**EXERCISE TEXT**
+++

Cuneiform is one of the earliest writing systems in human history. Archaeologists have traced it back to 3400 BC, a whopping 5,400 years ago. It also lasted for a pretty long time, over 3,000 years. Researchers have found thousands of texts written in cuneiform in the Sumerian and Akkadian languages — now, they’ve trained a neural network that can translate these texts into English effortlessly.
An old, mysterious language
The Akkadian language is one of the earliest known Semitic languages, a family that includes modern languages such as Arabic and Hebrew. It was spoken in ancient Mesopotamia, primarily in the Akkadian Empire that was situated in the region that is today parts of Iraq and northeastern Syria. Akkadian is named after the ancient city of Akkad, one of the major centers of the Akkadian civilization.
Akkadian was used for a wide range of purposes, from administrative and legal documents to literature and science texts. It was written using cuneiform script on clay tablets, and its decipherment in the 19th century opened up a new window into the ancient world, providing scholars with valuable insights into the history, culture, and scientific achievements of the time.
Meanwhile, Sumerian is one of the world’s oldest known languages, and it has the distinction of being a language isolate, meaning it has no known relatives. It was spoken in ancient Sumer, a region located in the southern part of what is now modern-day Iraq. The Sumerians are credited with establishing one of the world’s earliest civilizations around 4500 BCE, and their society flourished until about 2000 BCE.
Both of these languages used the cuneiform writing system, as did several other languages. But translating cuneiform has proven to be very challenging.
The full decipherment of cuneiform took over 200 years, from 1802 to 2022. The story starts with the so-called Behistun Inscription. Discovered in Iran and dating back to the time of King Darius I of Persia (550 BC), this multilingual inscription included three types of script: Old Persian, Elamite, and Akkadian cuneiform. Old Persian was deciphered first, providing clues for the other two.
Scholars gradually worked on deciphering and understanding cuneiform, and after a few Eureka moments and a lot of hard work, they finally achieved a good understanding of the cuneiform. But for some researchers, this wasn’t enough. They wanted to make translating cuneiform more available — so they turned to artificial intelligence (AI).
Cuneiform, meet AI
In recent years, language translations have come a long way — and AI is greatly accelerating these trends in automation. AI translations are nearing a watershed moment, with some pretty striking achievements. In the new study, Shai Gordin and colleagues from Ariel University described an AI model that can automatically translate Akkadian text written in cuneiform into English. For now, this is only available for this particular language (not all languages that use the cuneiform script work at the moment), but it’s still remarkable.
This is a follow-up to a previous study by Gordin and colleagues that also looked at how AI can be used to translate cuneiform. This time, two versions of the model were trained. The first one translates the Akkadian from cuneiform representations into Lain script (called transliteration). The other version translates from unicode representations of cuneiform signs (which is how cuneiform is often digitized).
The first version gave better results in the study, achieving a score of 37.47 in the Best Bilingual Evaluation Understudy 4 (BLEU4).
The Bilingual Evaluation Understudy (BLEU) score is a metric used to evaluate the quality of machine-generated translations. It measures how closely a machine translation of a text matches a set of human-created reference translations. The score ranges from 0 to 1 (or 0 to 100), with higher scores indicating better translations. Even experienced human translators don’t usually get 100, and for a language such as cuneiform, 37 is good enough to get a decent translation.

+++

(Spatial localization data)

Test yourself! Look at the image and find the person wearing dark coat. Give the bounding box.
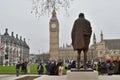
[37,63,44,75]
[16,61,21,76]
[71,13,92,68]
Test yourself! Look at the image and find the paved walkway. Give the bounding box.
[0,75,120,80]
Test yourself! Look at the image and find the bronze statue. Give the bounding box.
[71,13,92,69]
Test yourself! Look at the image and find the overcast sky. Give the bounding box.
[0,0,120,53]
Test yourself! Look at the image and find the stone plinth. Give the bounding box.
[67,70,98,80]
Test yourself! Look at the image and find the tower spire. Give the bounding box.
[101,31,103,42]
[93,33,96,45]
[51,8,57,20]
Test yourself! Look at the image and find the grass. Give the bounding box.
[0,64,67,74]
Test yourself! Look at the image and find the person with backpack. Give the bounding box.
[107,61,115,75]
[37,63,44,75]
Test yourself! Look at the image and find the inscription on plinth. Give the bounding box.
[67,69,98,80]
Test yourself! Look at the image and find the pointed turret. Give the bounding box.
[101,31,103,42]
[4,28,9,35]
[93,33,96,45]
[51,9,57,20]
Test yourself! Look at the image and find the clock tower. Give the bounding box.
[49,10,59,60]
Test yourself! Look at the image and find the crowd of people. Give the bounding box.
[16,60,120,76]
[16,61,30,76]
[98,60,120,75]
[37,60,63,76]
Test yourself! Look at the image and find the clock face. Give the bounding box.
[51,24,56,28]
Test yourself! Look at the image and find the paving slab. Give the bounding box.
[0,74,120,80]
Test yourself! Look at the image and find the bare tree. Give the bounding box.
[31,0,74,17]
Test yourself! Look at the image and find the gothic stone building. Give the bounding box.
[49,10,120,61]
[49,10,86,60]
[0,29,29,64]
[89,32,120,60]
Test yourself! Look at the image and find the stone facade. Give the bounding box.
[0,29,29,64]
[89,32,120,60]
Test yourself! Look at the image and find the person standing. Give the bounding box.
[71,13,92,69]
[37,63,44,75]
[16,61,21,77]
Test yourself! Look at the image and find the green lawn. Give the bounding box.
[0,64,67,74]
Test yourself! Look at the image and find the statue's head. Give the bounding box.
[79,13,84,18]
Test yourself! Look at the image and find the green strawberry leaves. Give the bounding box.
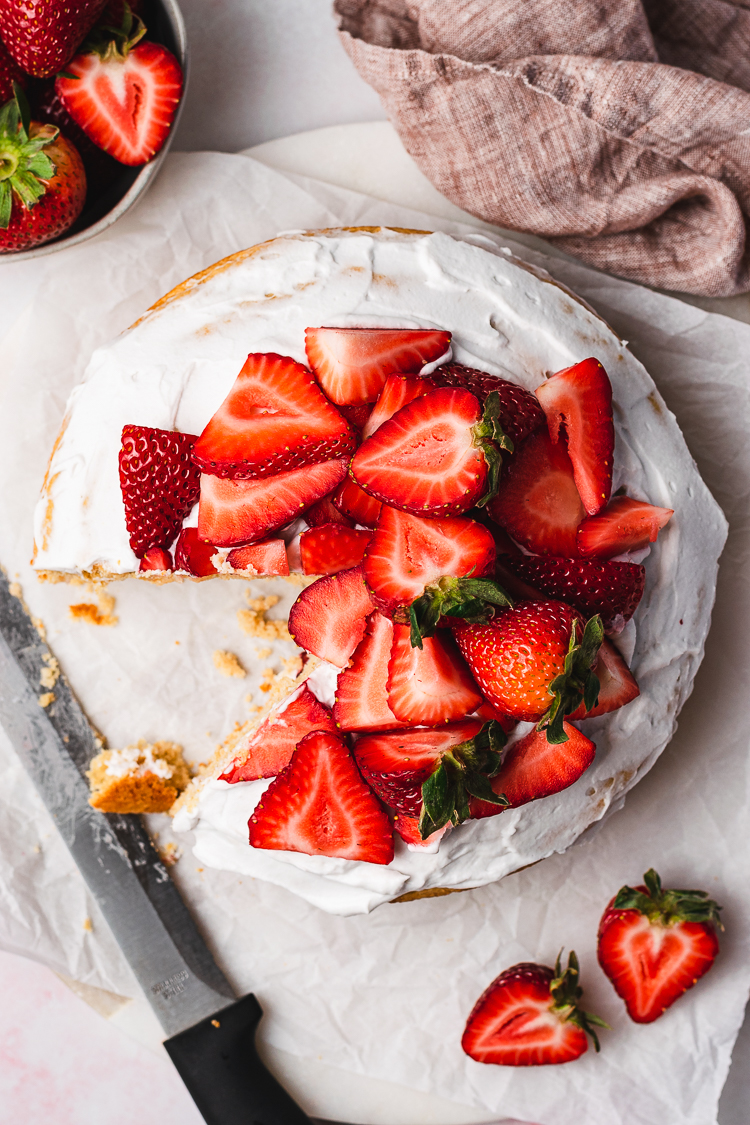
[419,719,508,840]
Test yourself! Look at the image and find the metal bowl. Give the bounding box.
[5,0,188,263]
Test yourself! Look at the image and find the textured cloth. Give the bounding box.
[335,0,750,297]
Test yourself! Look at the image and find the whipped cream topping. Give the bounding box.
[36,231,726,915]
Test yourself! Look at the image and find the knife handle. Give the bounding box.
[164,993,310,1125]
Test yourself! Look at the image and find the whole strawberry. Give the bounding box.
[598,867,724,1024]
[0,0,106,78]
[454,601,604,743]
[0,87,85,253]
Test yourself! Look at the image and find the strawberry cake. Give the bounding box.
[35,228,725,914]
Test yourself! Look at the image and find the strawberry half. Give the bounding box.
[305,329,451,405]
[55,11,182,165]
[471,722,596,820]
[192,352,356,479]
[461,953,607,1067]
[119,425,200,558]
[427,363,545,446]
[576,496,675,559]
[536,359,615,515]
[487,430,586,558]
[503,554,645,632]
[299,523,372,574]
[364,504,495,621]
[219,684,336,784]
[226,539,289,576]
[289,566,372,668]
[198,461,346,547]
[247,730,394,864]
[598,869,724,1024]
[454,601,604,743]
[387,624,484,726]
[350,387,508,516]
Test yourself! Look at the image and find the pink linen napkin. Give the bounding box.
[334,0,750,297]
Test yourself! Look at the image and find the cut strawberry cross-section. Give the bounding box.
[289,566,372,668]
[305,329,451,405]
[192,352,356,480]
[350,387,508,516]
[536,359,615,515]
[387,624,484,726]
[198,461,346,547]
[219,684,336,784]
[247,731,394,864]
[119,425,200,558]
[487,430,586,558]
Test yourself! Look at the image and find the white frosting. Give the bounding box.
[36,232,726,915]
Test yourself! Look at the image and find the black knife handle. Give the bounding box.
[164,993,310,1125]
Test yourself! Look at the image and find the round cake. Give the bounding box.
[35,228,725,914]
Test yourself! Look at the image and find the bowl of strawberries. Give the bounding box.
[0,0,187,261]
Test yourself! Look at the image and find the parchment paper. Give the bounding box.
[0,153,750,1125]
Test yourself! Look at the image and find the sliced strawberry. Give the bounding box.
[226,539,289,575]
[333,477,382,528]
[119,425,200,558]
[138,547,174,572]
[362,375,433,440]
[576,496,675,559]
[364,504,495,621]
[354,719,482,819]
[299,523,372,574]
[305,490,353,528]
[247,731,394,864]
[487,430,586,558]
[174,528,218,578]
[598,867,724,1024]
[536,359,615,515]
[333,611,408,730]
[192,352,356,479]
[471,722,596,820]
[387,624,482,726]
[289,566,372,668]
[570,640,641,720]
[350,387,499,516]
[427,363,545,446]
[219,684,336,784]
[503,555,645,632]
[55,39,182,165]
[461,953,607,1067]
[305,329,451,405]
[198,461,346,547]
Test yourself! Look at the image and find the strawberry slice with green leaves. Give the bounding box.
[219,684,336,785]
[305,327,451,405]
[350,387,509,516]
[453,601,604,743]
[198,461,346,547]
[598,867,724,1024]
[299,523,372,575]
[461,952,607,1067]
[119,425,200,558]
[192,352,358,479]
[487,430,586,558]
[247,730,394,864]
[470,722,596,820]
[536,359,615,515]
[387,624,484,726]
[576,496,675,559]
[289,566,372,668]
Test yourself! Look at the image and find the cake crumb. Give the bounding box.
[214,648,247,680]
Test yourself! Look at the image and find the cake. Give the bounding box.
[35,230,725,914]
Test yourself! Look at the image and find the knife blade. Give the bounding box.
[0,569,309,1125]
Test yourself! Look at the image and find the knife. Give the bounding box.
[0,568,310,1125]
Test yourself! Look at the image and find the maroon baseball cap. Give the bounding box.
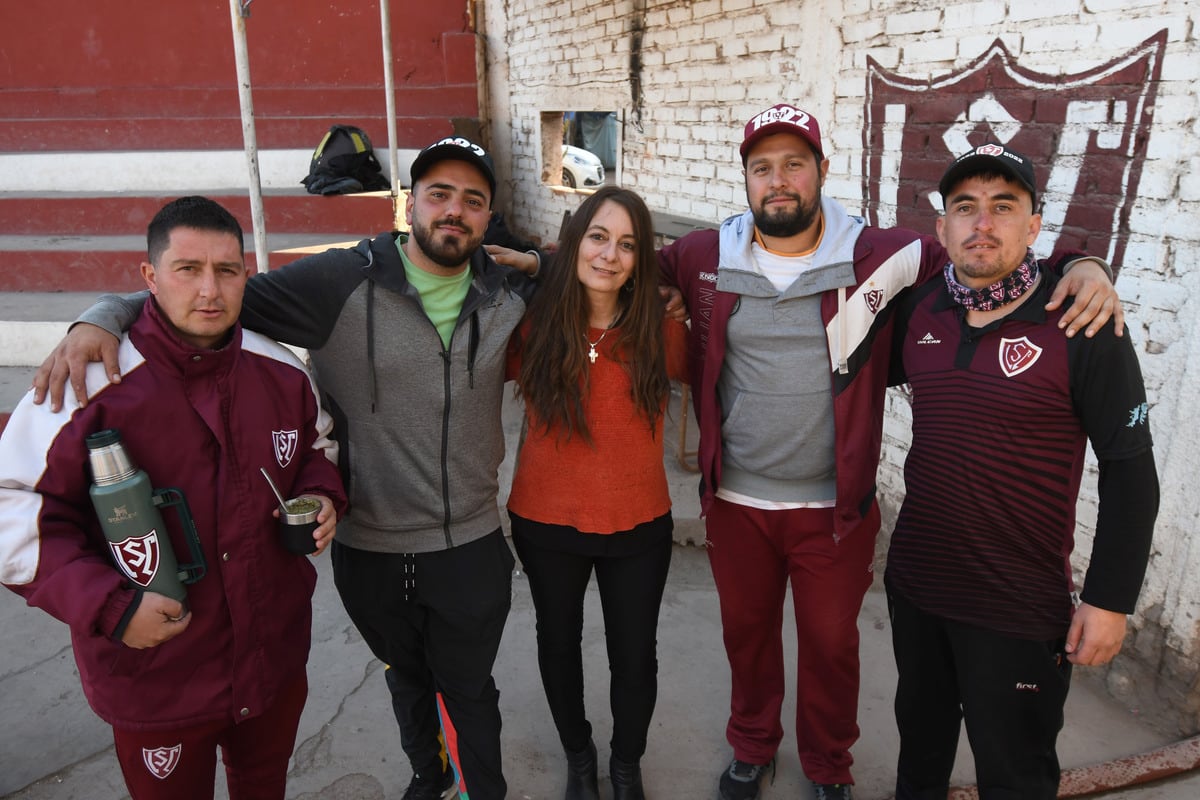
[937,142,1038,211]
[740,103,824,167]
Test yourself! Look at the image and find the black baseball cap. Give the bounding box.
[408,136,496,196]
[937,142,1038,210]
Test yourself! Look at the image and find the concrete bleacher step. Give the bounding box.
[0,188,396,291]
[0,232,369,293]
[0,188,394,236]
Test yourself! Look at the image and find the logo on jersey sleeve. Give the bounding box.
[108,529,160,587]
[1000,336,1042,378]
[1126,403,1150,428]
[271,431,300,467]
[142,745,184,781]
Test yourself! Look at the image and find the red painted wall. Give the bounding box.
[0,0,479,152]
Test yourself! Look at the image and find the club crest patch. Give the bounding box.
[142,745,184,781]
[1000,336,1042,378]
[108,529,161,587]
[271,431,300,467]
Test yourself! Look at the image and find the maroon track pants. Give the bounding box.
[707,499,880,783]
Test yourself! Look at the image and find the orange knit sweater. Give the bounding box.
[509,320,688,534]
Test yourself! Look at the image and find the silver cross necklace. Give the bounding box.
[583,313,620,363]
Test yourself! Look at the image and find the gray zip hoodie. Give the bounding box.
[80,234,534,553]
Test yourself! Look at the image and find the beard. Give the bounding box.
[752,191,821,239]
[413,217,484,269]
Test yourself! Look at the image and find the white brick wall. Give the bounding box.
[485,0,1200,728]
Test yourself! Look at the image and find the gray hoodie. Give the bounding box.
[716,199,864,504]
[80,234,534,553]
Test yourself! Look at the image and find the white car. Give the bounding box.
[563,144,604,188]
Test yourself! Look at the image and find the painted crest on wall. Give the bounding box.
[863,29,1166,272]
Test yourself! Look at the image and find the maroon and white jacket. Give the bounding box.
[0,302,346,730]
[659,198,947,537]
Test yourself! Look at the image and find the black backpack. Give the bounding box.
[300,125,391,194]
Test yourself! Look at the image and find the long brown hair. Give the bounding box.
[517,186,671,443]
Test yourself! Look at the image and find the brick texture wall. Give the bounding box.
[484,0,1200,732]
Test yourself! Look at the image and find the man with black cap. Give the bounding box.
[661,103,1116,800]
[884,143,1158,800]
[30,137,533,800]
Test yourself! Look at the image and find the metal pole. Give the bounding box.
[379,0,400,217]
[229,0,269,272]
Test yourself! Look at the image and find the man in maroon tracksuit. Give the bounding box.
[0,197,346,800]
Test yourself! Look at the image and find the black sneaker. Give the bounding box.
[718,758,775,800]
[812,783,854,800]
[401,770,455,800]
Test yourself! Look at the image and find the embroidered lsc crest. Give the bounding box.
[142,745,184,781]
[1000,336,1042,378]
[271,431,300,467]
[108,529,160,587]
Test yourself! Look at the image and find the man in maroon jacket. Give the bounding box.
[0,197,346,800]
[884,142,1158,800]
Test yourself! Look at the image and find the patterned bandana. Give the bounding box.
[946,249,1038,311]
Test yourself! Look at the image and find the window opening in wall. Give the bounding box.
[541,112,620,191]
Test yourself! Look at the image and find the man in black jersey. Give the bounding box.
[884,143,1158,800]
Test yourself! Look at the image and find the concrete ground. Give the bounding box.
[0,391,1200,800]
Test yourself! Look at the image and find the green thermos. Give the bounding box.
[85,428,205,610]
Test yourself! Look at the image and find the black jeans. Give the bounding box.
[332,529,516,800]
[509,513,673,763]
[888,591,1070,800]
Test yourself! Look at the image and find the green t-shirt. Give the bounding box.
[396,240,470,350]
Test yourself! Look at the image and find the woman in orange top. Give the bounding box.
[509,186,686,800]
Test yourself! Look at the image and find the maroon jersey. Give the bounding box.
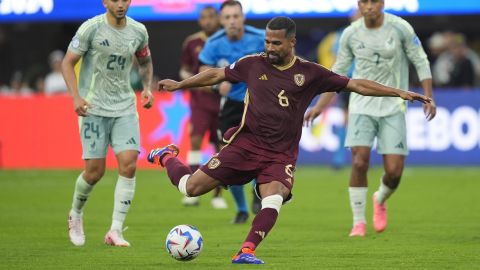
[181,31,220,112]
[225,54,349,160]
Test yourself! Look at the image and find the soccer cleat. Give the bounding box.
[232,248,265,264]
[349,222,367,237]
[232,211,248,224]
[105,230,130,247]
[182,196,200,206]
[212,197,228,209]
[147,144,180,167]
[68,215,85,247]
[373,192,387,232]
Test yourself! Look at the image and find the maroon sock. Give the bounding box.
[190,164,200,172]
[164,156,192,187]
[242,208,278,250]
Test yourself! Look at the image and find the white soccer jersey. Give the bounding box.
[68,14,148,117]
[332,13,432,117]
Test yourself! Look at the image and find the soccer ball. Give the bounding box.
[165,225,203,261]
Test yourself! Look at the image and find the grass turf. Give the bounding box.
[0,167,480,269]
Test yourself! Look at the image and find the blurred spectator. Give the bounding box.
[427,32,447,67]
[43,50,68,95]
[317,10,362,169]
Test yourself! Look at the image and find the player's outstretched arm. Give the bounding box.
[137,53,154,109]
[158,68,225,92]
[347,79,432,103]
[62,51,90,116]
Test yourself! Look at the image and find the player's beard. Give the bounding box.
[267,52,283,65]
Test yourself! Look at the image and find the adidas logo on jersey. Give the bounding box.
[99,39,110,47]
[395,142,404,149]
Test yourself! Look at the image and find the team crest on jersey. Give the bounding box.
[293,74,305,86]
[207,157,221,170]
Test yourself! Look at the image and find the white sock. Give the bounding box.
[348,187,368,226]
[376,177,395,204]
[178,174,190,197]
[187,150,202,165]
[70,172,93,218]
[110,175,135,230]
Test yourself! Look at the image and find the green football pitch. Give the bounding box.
[0,167,480,269]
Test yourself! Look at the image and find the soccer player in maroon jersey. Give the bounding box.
[148,17,431,264]
[179,6,227,209]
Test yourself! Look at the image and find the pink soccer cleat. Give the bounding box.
[349,222,367,237]
[147,144,180,167]
[68,215,85,247]
[373,192,387,232]
[105,230,130,247]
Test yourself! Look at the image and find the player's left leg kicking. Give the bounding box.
[148,145,290,264]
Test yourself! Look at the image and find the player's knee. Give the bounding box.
[262,194,283,213]
[178,174,201,197]
[83,167,105,185]
[118,160,137,178]
[352,157,368,172]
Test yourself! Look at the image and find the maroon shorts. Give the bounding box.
[200,144,295,191]
[190,107,218,143]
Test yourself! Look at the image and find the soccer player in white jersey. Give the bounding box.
[305,0,436,236]
[62,0,153,247]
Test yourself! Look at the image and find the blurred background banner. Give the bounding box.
[0,90,480,169]
[298,89,480,166]
[0,0,480,22]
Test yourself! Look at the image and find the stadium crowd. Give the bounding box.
[0,23,480,96]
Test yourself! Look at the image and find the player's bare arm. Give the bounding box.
[136,45,154,109]
[303,92,335,127]
[347,79,432,104]
[62,51,90,116]
[422,79,437,121]
[158,68,225,92]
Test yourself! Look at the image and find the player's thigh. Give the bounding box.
[200,145,258,186]
[218,99,244,137]
[256,161,295,200]
[208,111,219,144]
[79,115,112,159]
[345,114,378,147]
[116,150,138,178]
[110,114,140,155]
[377,113,408,156]
[187,170,223,196]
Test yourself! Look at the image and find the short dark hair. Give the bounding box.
[220,0,243,11]
[267,16,297,38]
[202,5,217,13]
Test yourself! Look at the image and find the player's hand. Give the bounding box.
[141,89,154,109]
[423,99,437,121]
[73,97,91,116]
[399,91,432,104]
[158,79,180,92]
[303,107,322,127]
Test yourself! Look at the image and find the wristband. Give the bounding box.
[212,84,220,94]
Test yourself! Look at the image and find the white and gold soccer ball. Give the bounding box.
[165,224,203,261]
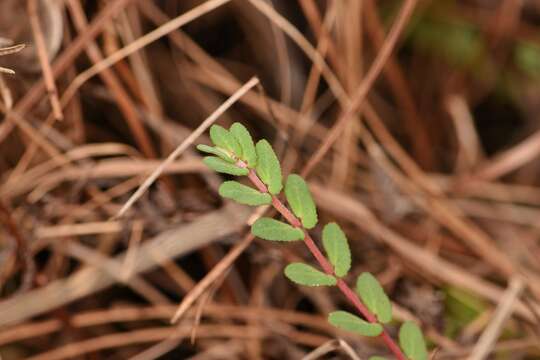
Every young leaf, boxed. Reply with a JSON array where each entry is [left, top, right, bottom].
[[356, 272, 392, 324], [284, 263, 337, 286], [328, 311, 383, 336], [399, 321, 428, 360], [323, 223, 351, 277], [197, 144, 236, 164], [255, 140, 283, 195], [229, 123, 257, 168], [251, 217, 304, 241], [219, 181, 272, 206], [285, 174, 317, 229], [210, 125, 242, 157], [203, 156, 248, 176]]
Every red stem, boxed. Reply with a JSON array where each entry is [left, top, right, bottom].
[[237, 161, 407, 360]]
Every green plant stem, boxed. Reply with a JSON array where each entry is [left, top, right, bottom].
[[237, 161, 407, 360]]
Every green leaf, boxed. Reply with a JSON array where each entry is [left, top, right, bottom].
[[285, 174, 317, 229], [328, 311, 383, 336], [284, 263, 337, 286], [356, 272, 392, 324], [251, 217, 304, 241], [197, 144, 236, 164], [219, 181, 272, 206], [399, 321, 428, 360], [229, 123, 257, 168], [203, 156, 248, 176], [255, 140, 283, 195], [323, 223, 351, 277], [210, 125, 242, 157]]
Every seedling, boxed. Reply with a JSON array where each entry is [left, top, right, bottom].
[[197, 123, 428, 360]]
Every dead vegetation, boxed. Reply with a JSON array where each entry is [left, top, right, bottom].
[[0, 0, 540, 360]]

+++

**WORK ORDER**
In the article about translating cuneiform with AI, which university are Shai Gordin and colleagues from? Nothing in the lines matters for this.

**ANSWER TO THIS EXERCISE**
Ariel University.